> [Task instructions]:
Copy out only the items between the lines holding "Greenhouse-scouting request: tag the cookie" and "(603, 1266)", inclusive, with the requests left unchanged. Multiply every coordinate in the answers by 0.2 and round each to a whole number, with halves rounded up.
**** Records for this task
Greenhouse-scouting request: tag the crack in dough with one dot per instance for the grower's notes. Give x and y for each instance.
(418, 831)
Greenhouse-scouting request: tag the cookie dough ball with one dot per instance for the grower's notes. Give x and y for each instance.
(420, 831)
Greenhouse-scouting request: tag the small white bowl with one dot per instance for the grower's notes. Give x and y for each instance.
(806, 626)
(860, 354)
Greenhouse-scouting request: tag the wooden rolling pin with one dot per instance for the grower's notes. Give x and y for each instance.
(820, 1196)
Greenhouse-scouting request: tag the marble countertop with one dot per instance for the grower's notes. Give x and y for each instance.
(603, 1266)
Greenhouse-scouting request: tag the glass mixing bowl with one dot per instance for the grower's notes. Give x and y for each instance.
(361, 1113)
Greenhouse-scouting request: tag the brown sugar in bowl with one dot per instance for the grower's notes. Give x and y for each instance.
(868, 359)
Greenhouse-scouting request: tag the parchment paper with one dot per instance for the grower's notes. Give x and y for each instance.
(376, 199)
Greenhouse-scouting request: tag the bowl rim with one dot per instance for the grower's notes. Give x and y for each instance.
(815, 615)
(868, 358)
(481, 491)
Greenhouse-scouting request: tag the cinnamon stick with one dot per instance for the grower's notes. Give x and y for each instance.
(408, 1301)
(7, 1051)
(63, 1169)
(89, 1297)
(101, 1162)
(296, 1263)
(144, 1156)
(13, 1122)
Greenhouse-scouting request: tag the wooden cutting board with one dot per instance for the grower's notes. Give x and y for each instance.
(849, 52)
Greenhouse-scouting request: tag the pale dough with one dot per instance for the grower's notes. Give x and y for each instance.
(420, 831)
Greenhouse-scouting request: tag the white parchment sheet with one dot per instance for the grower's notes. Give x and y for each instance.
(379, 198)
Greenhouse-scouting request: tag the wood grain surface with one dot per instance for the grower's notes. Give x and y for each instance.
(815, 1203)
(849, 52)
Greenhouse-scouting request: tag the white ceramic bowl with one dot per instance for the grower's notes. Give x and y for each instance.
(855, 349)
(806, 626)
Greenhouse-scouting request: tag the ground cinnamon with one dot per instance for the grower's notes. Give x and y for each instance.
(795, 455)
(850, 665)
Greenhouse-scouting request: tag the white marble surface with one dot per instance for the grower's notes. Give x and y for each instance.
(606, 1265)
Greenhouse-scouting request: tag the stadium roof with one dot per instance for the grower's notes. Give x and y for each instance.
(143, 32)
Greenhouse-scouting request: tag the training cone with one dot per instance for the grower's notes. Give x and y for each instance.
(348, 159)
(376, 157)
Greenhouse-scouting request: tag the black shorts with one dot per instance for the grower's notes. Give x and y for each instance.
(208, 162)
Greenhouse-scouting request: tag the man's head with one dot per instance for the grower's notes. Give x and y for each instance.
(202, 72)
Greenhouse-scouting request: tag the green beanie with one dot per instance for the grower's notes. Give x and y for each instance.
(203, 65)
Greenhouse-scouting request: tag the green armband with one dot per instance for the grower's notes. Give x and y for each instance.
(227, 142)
********
> [Written answer]:
Greenhouse-scouting request: tag the cookie dough ball with one dot per instance for the grower's notes. Give x and y for each instance.
(84, 166)
Greenhouse-scouting request: tag the small white bowl with one dot per instance for the grower's notes. Give x and y for each instance.
(161, 125)
(172, 71)
Greenhouse-scouting request: tag the wooden rolling pin with one dot per instance for the grower's notes. Give x and y for each instance.
(164, 239)
Greenhouse-scouting request: tag the marble countertop with one dot per instance for the grower's notes. Give x and y for each instance.
(121, 253)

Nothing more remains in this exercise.